What to produce
Continue the article about Debra Errington's internship at the Madison Museum of Contemporary Art, starting after its last sentence.

For Debra Errington, getting “up close and personal” with an original work by the legendary painter Frida Kahlo in the past month was when she knew she’d “made it” in the world of art museums.
“I kept thinking, ‘Don’t drop it, don’t drop it’,” said Errington, the owner of Sow’s Ear since 2007, who, earlier this year, began interning at the Madison Museum of Contemporary Art.
The Verona resident is working in collections at the museum, a position that had been vacant “forever” as past applicants were more history-focused and didn’t know about direct care of the art, she said.
But she earned her master’s degree in museum studies in December from Johns Hopkins University. She’s also been helping out at MMoCA for more than just this year. To get her foot in the door, she first applied and was accepted for a position in communications there in September 2019.
In her new role in collections, Errington has been working five hours a week, conducting a full inventory of the museum’s collection. That involves going drawer by drawer in storage, making sure all the recorded information about each art piece is accurate and correct.
During the process, she is “condition reporting,” or assessing the conditions of the artworks, such as if a painting or portrait needs to be re-matted.
While evaluating each piece of art, Errington is also helping with an initiative to document the race and ethnicity of the artists.
“It’s an emerging field in museums – people want to diversify their collection,” she said. “It’s been a white-dominated industry for decades. Museums are looking to change that and give people voices.”

Source data

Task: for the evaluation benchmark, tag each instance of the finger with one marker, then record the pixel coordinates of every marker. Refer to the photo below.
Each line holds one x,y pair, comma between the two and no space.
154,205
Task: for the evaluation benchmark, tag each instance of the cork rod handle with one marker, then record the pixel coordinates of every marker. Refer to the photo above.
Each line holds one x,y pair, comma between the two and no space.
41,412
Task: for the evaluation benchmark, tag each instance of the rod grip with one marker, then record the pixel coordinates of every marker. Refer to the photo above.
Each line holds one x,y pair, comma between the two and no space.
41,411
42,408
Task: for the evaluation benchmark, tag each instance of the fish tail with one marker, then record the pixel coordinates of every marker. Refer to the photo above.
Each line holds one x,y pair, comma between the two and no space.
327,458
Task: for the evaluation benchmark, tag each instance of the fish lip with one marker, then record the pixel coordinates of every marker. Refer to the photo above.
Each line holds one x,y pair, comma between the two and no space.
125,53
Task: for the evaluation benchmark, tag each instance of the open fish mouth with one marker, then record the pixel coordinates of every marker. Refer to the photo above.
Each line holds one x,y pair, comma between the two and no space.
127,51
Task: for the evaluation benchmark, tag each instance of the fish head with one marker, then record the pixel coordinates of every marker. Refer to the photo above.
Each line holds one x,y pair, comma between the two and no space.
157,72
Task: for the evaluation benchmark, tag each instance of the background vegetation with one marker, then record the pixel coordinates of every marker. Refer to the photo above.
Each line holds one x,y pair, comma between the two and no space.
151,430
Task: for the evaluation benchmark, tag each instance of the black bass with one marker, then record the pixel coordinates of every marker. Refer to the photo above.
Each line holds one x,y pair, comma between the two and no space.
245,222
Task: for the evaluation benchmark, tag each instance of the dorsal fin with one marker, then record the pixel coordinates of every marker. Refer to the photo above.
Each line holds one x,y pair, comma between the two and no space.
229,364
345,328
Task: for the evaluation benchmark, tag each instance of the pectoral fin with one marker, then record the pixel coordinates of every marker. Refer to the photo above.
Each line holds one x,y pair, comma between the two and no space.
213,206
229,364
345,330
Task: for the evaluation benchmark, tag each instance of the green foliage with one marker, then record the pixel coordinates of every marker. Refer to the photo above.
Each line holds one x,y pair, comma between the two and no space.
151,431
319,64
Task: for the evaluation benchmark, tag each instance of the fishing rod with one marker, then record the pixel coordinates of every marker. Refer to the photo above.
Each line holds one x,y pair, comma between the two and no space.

Result for this exercise
She hopes the effort will expand the amount of art at the museum from the LGBTQ+ community, as well as from Black artists and from the Black Lives Matter movement.
“Embracing some of those topics and types of people would be a really good move,” she said. “How do we embrace their history and other people’s history? It’s good to diversify collections, take on those touchy subjects that people may not face normally, raise awareness and empathy.”
The pandemic has provided MMoCA more time to tackle projects like cataloging and photographing its collection to make it more “website appropriate” and accessible to the public, she said.
She will soon begin commuting to assist another museum--the Dubuque Museum of Art in Iowa. She’ll soon be splitting her time to spend about 25 to 30 hours a week at Sow’s Ear, five hours at MMoCA and 22 hours in Dubuque.
If her museum work goes full-time, Errington said her coffee and yarn shop business at 125 S. Main St. will remain open. She’s hired a management team of five people to help transition her out if need be.
Errington said she has been an art student as long as she’s been a business owner.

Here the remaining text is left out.